__MATERIAL PROVIDED__:
********************
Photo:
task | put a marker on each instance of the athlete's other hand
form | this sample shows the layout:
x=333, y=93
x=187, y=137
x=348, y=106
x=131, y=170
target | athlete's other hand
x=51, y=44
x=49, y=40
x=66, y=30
********************
__YOUR TASK__: Copy out the material word for word and line for line.

__OUTPUT OF THE TASK__:
Photo:
task | put a marker on each instance of the athlete's other hand
form | this sample shows the layout:
x=333, y=93
x=187, y=137
x=348, y=106
x=131, y=170
target | athlete's other hand
x=51, y=44
x=49, y=40
x=66, y=30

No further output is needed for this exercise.